Render the listing from the line with "the mountain, then" up to and including the final line of the listing as a two-column CSV with the headers instruction and coordinates. Each row pairs one instruction with its marked points, and each value goes in a single double-quoted field with line breaks replaced by spaces.
—————
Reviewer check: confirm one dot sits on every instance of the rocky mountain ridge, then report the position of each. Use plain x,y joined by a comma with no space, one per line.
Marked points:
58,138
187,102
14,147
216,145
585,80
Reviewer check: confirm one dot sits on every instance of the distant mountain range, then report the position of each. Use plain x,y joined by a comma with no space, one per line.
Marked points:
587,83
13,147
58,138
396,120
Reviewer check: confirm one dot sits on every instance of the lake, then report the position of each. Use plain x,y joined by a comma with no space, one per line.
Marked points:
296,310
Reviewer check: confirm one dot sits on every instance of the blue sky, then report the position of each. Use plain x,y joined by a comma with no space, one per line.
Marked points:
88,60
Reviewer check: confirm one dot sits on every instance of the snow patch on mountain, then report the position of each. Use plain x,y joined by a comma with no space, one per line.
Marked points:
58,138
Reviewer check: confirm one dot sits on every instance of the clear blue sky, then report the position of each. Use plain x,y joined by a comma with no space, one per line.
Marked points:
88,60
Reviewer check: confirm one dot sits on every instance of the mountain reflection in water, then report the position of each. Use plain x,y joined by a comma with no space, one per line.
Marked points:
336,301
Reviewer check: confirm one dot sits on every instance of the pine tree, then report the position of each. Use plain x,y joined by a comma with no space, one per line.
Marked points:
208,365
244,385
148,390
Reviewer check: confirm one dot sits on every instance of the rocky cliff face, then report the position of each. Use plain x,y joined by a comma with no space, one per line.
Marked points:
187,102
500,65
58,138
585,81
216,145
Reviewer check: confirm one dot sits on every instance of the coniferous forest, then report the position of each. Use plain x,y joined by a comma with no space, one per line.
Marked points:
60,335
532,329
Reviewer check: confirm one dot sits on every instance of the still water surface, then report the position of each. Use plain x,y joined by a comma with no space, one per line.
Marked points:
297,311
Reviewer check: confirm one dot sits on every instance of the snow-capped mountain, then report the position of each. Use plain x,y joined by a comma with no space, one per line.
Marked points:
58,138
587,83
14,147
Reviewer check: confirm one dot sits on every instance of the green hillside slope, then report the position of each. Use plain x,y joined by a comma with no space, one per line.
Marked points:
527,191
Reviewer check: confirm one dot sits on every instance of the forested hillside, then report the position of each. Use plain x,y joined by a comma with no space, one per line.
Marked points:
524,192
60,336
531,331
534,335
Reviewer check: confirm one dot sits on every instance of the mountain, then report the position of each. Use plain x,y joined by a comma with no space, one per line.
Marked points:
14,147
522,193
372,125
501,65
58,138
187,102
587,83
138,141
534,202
—————
▶ [Answer to this task]:
instruction,coordinates
"Reviewer check: confirm one dot sits on every instance of the mountain, then report the position of each. Use plain x,y joined by a comma with no space, one per line. Marked points:","14,147 522,193 372,125 501,65 58,138 187,102 587,83 138,141 534,202"